-- DATASET ROWS start --

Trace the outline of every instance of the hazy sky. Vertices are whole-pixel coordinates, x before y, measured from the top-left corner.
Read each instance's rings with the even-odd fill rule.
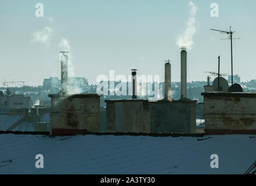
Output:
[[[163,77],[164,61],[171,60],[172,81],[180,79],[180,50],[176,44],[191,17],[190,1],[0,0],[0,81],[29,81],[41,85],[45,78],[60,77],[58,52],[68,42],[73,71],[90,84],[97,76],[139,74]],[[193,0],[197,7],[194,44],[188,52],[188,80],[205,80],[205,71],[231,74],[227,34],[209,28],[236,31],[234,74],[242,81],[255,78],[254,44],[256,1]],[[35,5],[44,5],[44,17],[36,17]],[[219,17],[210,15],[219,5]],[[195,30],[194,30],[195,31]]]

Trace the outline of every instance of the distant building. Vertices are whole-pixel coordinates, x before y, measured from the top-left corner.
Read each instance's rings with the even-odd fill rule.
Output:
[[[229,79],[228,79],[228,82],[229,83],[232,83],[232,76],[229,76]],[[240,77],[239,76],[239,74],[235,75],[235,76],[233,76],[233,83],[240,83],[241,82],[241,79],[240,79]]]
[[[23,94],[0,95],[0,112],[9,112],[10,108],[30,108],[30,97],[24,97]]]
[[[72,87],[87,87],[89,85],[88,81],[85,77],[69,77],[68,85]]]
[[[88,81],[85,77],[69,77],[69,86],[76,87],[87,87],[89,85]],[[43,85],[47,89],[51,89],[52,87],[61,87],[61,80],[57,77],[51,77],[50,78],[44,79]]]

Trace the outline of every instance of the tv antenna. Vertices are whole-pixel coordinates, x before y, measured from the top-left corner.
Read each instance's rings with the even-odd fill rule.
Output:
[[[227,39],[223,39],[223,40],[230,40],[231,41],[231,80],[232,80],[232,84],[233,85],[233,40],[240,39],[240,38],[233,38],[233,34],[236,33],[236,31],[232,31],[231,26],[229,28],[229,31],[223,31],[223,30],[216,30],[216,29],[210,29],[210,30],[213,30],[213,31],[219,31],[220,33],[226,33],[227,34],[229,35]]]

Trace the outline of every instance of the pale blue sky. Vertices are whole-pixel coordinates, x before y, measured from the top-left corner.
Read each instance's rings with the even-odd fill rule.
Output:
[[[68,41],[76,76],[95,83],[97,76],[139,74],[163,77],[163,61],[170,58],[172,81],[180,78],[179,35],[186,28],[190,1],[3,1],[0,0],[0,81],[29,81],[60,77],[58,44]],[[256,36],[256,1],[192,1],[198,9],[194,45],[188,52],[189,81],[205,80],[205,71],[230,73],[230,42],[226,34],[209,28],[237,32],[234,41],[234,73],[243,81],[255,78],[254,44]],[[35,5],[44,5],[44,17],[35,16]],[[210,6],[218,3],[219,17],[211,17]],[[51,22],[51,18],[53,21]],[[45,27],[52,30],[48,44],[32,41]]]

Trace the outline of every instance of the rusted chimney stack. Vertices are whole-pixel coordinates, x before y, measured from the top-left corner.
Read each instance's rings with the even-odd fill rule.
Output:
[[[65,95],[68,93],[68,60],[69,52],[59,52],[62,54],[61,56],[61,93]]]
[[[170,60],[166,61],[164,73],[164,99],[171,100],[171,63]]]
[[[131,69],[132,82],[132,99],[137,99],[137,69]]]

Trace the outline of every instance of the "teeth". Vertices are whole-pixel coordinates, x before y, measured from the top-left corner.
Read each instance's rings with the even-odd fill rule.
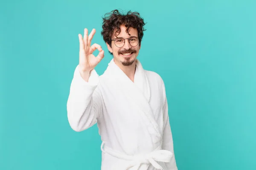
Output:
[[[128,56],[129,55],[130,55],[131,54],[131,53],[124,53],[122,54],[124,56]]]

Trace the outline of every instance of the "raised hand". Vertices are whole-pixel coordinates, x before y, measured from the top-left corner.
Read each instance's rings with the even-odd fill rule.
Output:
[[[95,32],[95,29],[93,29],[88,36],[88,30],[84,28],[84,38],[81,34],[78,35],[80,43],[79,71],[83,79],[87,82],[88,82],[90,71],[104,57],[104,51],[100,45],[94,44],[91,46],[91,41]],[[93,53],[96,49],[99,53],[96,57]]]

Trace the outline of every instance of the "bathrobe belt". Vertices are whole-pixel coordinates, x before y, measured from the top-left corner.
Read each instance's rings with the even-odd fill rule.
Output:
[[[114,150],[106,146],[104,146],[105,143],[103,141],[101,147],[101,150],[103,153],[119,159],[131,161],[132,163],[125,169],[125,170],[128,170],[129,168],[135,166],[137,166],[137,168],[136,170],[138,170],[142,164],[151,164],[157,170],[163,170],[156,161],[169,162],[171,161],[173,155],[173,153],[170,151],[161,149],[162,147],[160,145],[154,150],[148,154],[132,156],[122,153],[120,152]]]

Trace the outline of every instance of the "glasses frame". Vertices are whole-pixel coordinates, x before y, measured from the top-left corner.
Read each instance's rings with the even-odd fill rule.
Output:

-- DATASET ROWS end --

# REQUIREMENTS:
Please give all the records above as a JSON list of strings, one string per line, with blank lines omitted. Leave the pictures out.

# WRITTEN SOLUTION:
[
  "Trace the outline of every instance of the hazy sky. Vertices are whole-pixel coordinates, x before y, measured from the top-left corner.",
  "Read each instance's rings with the even-odd fill rule.",
  "Output:",
  "[[[163,77],[164,61],[171,60],[172,81],[180,79],[180,50],[176,44],[191,17],[190,1],[0,0],[0,81],[29,81],[41,85],[45,78],[60,77],[58,52],[68,42],[73,71],[90,84],[97,76],[139,74]],[[193,0],[197,7],[194,44],[188,52],[188,80],[205,80],[205,71],[231,74],[227,34],[209,28],[236,31],[234,74],[242,81],[255,78],[254,44],[256,1]],[[35,5],[44,5],[44,17],[36,17]],[[219,17],[210,15],[219,5]],[[195,30],[194,30],[195,31]]]",
  "Trace the outline of every instance of the distant building. Vertices are whole-pixel coordinates, x before y, measured from the top-left corner.",
  "Read each instance's rings with the even-odd fill rule.",
  "Output:",
  "[[[229,79],[228,79],[228,82],[229,83],[232,83],[232,76],[229,76]],[[240,77],[239,76],[239,74],[235,75],[235,76],[233,76],[233,83],[240,83],[241,82],[241,79],[240,79]]]",
  "[[[23,94],[0,95],[0,112],[9,112],[10,108],[30,108],[30,97],[24,97]]]",
  "[[[72,87],[87,87],[89,85],[88,81],[85,77],[69,77],[68,85]]]",
  "[[[88,81],[85,77],[69,77],[69,86],[76,87],[87,87],[89,85]],[[43,85],[47,89],[51,89],[52,87],[61,87],[61,80],[57,77],[51,77],[50,78],[44,79]]]",
  "Trace the outline of every instance of the tv antenna. Vertices are whole-pixel coordinates, x before y, measured from the top-left corner.",
  "Read each instance's rings with the even-odd fill rule.",
  "Output:",
  "[[[227,39],[223,39],[223,40],[230,40],[231,41],[231,80],[232,80],[232,84],[233,85],[233,40],[240,39],[240,38],[233,38],[233,34],[236,33],[236,31],[232,31],[231,26],[229,28],[229,31],[223,31],[223,30],[216,30],[216,29],[210,29],[210,30],[213,30],[213,31],[219,31],[220,33],[226,33],[227,34],[229,35]]]",
  "Trace the outline of every instance of the pale blue sky. Vertices are whole-pixel coordinates, x before y, measured from the top-left corner.",
  "Read each instance's rings with the even-odd fill rule.",
  "Output:",
  "[[[68,41],[76,76],[95,83],[97,76],[139,74],[163,77],[163,61],[170,58],[172,81],[180,78],[179,35],[186,28],[190,1],[3,1],[0,0],[0,81],[29,81],[60,77],[58,44]],[[256,36],[256,1],[192,1],[198,9],[194,45],[188,52],[189,81],[205,80],[205,71],[230,73],[230,42],[226,34],[209,28],[237,32],[234,41],[234,73],[243,81],[255,78],[254,44]],[[35,5],[44,5],[44,17],[35,16]],[[210,6],[218,3],[219,17],[211,17]],[[51,22],[51,18],[53,21]],[[45,27],[52,30],[48,44],[32,41]]]",
  "Trace the outline of every instance of the rusted chimney stack. Vertices are whole-pixel coordinates, x before y, measured from the top-left corner.",
  "Read each instance's rings with the even-odd fill rule.",
  "Output:",
  "[[[65,95],[68,93],[68,60],[69,52],[59,52],[62,54],[61,56],[61,93]]]",
  "[[[170,60],[166,61],[164,73],[164,99],[171,100],[171,63]]]",
  "[[[131,69],[132,82],[132,99],[137,99],[137,69]]]",
  "Trace the outline of every instance of the \"teeth\". Vertices are whole-pixel coordinates, x before y, measured from the top-left corner.",
  "Read each instance's rings with the even-odd fill rule.",
  "Output:",
  "[[[128,56],[129,55],[130,55],[131,54],[131,53],[124,53],[122,54],[124,56]]]",
  "Trace the outline of every instance of the \"raised hand\". Vertices are whole-pixel coordinates, x before y, measured from the top-left corner.",
  "Read each instance's rings with the even-odd fill rule.",
  "Output:",
  "[[[95,32],[95,29],[93,29],[88,36],[88,30],[84,28],[84,38],[81,34],[78,35],[80,43],[79,71],[83,79],[87,82],[88,82],[90,71],[104,57],[104,51],[100,45],[94,44],[91,46],[91,41]],[[93,53],[96,49],[99,53],[96,57]]]",
  "Trace the outline of every instance of the \"bathrobe belt\". Vertices are whole-pixel coordinates, x before y, measured from the top-left corner.",
  "Read each instance's rings with the even-odd fill rule.",
  "Output:",
  "[[[114,150],[106,146],[104,146],[105,143],[103,141],[101,147],[101,150],[103,153],[119,159],[131,161],[132,163],[125,169],[125,170],[128,170],[129,168],[135,166],[137,166],[137,168],[136,170],[138,170],[142,164],[151,164],[157,170],[163,170],[156,161],[169,162],[171,161],[173,155],[173,153],[170,151],[161,149],[162,147],[160,145],[154,150],[148,154],[132,156],[122,153],[120,152]]]",
  "Trace the outline of every instance of the \"glasses frame\". Vertices are whole-pixel coordinates, x before y, measured from the top-left corner.",
  "Read each instance's rings with the even-odd fill rule.",
  "Output:"
]